TASK BRIEF -
Extract all of the data and reproduce it precisely.

PROVIDED INFORMATION -
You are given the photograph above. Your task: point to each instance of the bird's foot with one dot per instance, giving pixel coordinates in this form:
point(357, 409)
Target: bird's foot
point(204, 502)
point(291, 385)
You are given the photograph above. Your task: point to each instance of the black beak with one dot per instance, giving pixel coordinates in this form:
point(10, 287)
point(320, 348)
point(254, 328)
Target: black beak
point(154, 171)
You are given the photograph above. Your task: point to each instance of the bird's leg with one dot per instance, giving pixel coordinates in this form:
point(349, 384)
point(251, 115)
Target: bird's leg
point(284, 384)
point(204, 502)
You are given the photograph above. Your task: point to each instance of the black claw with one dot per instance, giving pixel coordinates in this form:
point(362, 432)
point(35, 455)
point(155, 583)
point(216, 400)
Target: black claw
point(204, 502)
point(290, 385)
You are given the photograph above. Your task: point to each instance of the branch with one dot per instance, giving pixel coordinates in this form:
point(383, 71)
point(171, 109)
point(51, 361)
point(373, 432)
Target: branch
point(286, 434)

REPLY TO THE EXERCISE -
You are given the photograph above. Your task: point to each instance of the bird's foot with one dot per instance, giving pixel coordinates in this form:
point(357, 409)
Target: bird's foot
point(204, 502)
point(291, 385)
You are given the photograph above. Your task: point to each instance of the black beak with one dot per instance, giving pixel coordinates in this form:
point(10, 287)
point(320, 348)
point(254, 328)
Target: black beak
point(154, 171)
You are given the photograph above. Your task: point to each instance of the bird's leg with one dot per instance, giving pixel coordinates in this form:
point(349, 384)
point(251, 115)
Target: bird's leg
point(284, 384)
point(204, 502)
You are given the photograph above. Your task: point to each instance of the black claw with one dot per instance, giving pixel coordinates in this form:
point(362, 432)
point(35, 455)
point(155, 583)
point(216, 400)
Target: black claw
point(204, 502)
point(290, 385)
You are given the photograph above. Your task: point to each instance of the branch with one dot per instance, giving pixel coordinates in this form:
point(383, 71)
point(171, 109)
point(51, 361)
point(373, 432)
Target: branch
point(286, 434)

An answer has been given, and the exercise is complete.